Begin
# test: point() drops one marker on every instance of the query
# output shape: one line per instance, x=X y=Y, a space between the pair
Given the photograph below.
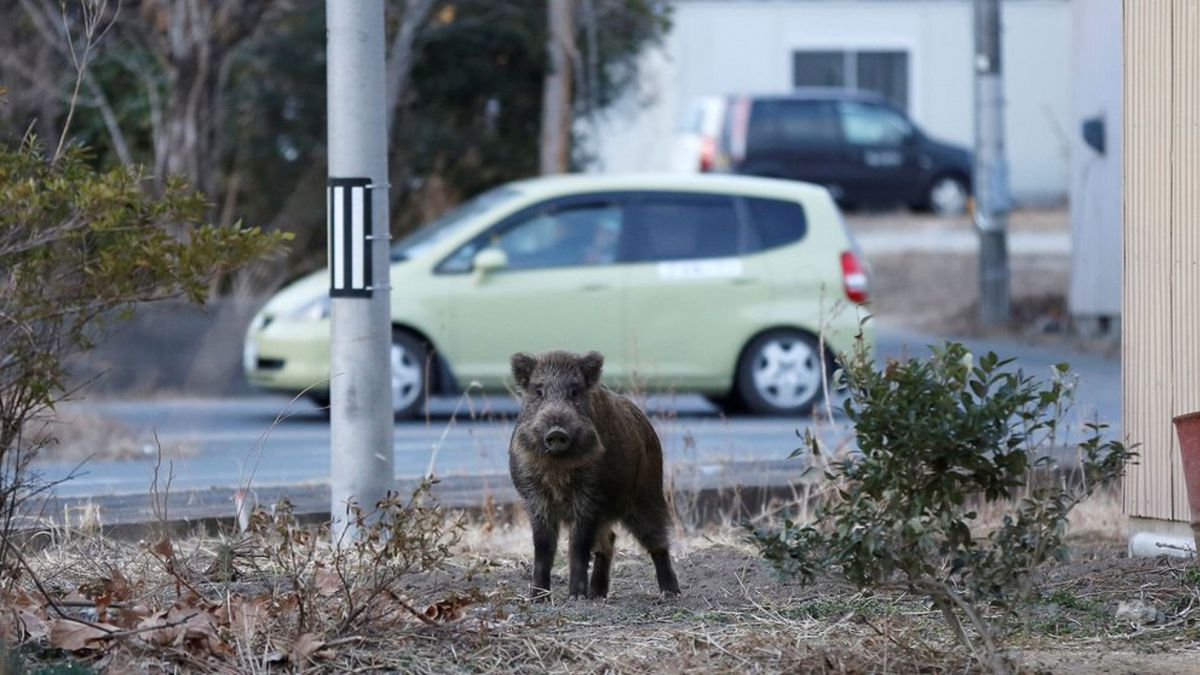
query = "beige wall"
x=1161 y=314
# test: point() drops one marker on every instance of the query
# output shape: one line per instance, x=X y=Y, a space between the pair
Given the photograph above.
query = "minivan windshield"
x=450 y=222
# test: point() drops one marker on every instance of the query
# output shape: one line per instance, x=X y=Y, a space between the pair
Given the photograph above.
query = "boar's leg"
x=649 y=527
x=583 y=538
x=545 y=542
x=601 y=566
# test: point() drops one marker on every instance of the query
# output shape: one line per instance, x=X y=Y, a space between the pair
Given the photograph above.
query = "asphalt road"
x=269 y=441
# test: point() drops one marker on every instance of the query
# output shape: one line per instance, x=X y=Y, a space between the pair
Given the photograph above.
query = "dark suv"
x=861 y=148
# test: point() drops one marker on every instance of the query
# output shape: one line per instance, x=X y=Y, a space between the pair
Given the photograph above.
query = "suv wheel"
x=780 y=374
x=947 y=196
x=408 y=375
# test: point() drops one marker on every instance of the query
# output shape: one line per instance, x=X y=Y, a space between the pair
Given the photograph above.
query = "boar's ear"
x=522 y=368
x=591 y=364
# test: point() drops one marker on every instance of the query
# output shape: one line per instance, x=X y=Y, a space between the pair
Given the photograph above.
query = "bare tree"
x=556 y=101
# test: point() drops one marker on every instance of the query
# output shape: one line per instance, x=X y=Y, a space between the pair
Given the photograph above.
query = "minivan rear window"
x=780 y=124
x=777 y=221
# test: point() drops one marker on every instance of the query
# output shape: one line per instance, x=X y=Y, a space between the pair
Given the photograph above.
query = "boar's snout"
x=557 y=440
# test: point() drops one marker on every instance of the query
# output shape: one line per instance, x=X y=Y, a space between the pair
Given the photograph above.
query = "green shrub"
x=936 y=438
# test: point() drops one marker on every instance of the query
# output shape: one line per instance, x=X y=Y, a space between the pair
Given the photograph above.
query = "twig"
x=115 y=634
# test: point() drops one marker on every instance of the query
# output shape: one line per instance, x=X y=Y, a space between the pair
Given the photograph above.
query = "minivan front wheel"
x=947 y=196
x=780 y=372
x=409 y=364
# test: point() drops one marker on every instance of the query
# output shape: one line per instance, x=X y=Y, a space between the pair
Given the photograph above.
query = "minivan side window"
x=792 y=125
x=777 y=221
x=865 y=124
x=677 y=227
x=570 y=236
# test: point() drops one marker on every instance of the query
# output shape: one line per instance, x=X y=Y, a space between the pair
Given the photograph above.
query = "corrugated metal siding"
x=1161 y=315
x=1185 y=231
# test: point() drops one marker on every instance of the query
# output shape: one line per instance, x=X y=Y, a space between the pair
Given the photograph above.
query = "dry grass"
x=76 y=435
x=736 y=614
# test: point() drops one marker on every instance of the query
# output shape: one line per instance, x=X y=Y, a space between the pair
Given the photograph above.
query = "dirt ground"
x=1098 y=613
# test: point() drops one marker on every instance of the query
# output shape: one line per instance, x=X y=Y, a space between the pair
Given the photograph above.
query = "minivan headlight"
x=313 y=310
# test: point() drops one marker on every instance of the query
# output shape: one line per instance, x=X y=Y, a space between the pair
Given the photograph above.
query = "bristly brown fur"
x=589 y=458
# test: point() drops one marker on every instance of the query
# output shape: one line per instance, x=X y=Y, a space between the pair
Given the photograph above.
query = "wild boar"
x=587 y=457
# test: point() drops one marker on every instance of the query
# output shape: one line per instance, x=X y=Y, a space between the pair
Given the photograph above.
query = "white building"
x=1096 y=204
x=918 y=52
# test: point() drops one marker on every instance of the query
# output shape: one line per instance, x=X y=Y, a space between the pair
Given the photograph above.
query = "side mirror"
x=489 y=261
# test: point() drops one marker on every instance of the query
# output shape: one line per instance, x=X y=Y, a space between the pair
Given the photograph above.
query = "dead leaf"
x=31 y=623
x=449 y=609
x=72 y=635
x=245 y=615
x=131 y=616
x=304 y=647
x=327 y=580
x=165 y=548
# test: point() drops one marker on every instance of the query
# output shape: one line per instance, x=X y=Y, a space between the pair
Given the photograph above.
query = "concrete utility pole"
x=556 y=97
x=993 y=202
x=360 y=386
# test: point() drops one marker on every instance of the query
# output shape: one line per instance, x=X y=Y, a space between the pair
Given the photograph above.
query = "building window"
x=885 y=72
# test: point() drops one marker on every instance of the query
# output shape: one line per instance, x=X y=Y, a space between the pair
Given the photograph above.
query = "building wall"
x=745 y=46
x=1096 y=178
x=1161 y=312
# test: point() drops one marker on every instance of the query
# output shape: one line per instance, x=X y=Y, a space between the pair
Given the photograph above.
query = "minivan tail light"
x=739 y=125
x=853 y=278
x=707 y=154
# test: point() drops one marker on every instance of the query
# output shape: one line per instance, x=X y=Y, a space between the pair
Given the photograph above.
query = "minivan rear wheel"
x=780 y=372
x=947 y=196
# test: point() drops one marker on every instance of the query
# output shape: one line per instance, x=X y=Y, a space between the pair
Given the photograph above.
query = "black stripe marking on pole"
x=349 y=238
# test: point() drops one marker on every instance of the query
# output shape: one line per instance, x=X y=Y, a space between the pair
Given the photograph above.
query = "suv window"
x=676 y=227
x=865 y=124
x=569 y=236
x=793 y=125
x=777 y=221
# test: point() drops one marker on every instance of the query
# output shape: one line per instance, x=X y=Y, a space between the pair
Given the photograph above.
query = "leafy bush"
x=937 y=437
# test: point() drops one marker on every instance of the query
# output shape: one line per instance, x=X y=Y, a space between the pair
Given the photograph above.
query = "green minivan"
x=721 y=285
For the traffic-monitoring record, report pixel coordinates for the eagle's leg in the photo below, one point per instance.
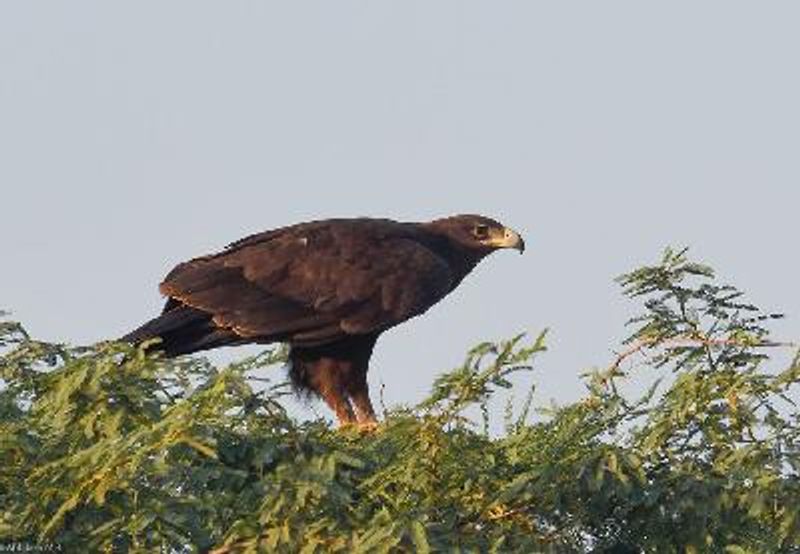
(358, 391)
(330, 383)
End
What you will do -> Copy the records starting from the very beginning and going on through the line with "x=1161 y=314", swapping "beige" for "gray" and leaving everything else unchanged. Omit the pictures.

Answer ->
# test: point() drops one marker on every instance of the query
# output shape: one line per instance, x=X y=Y, a space between the pair
Given the photograph below.
query = "gray wall"
x=1161 y=314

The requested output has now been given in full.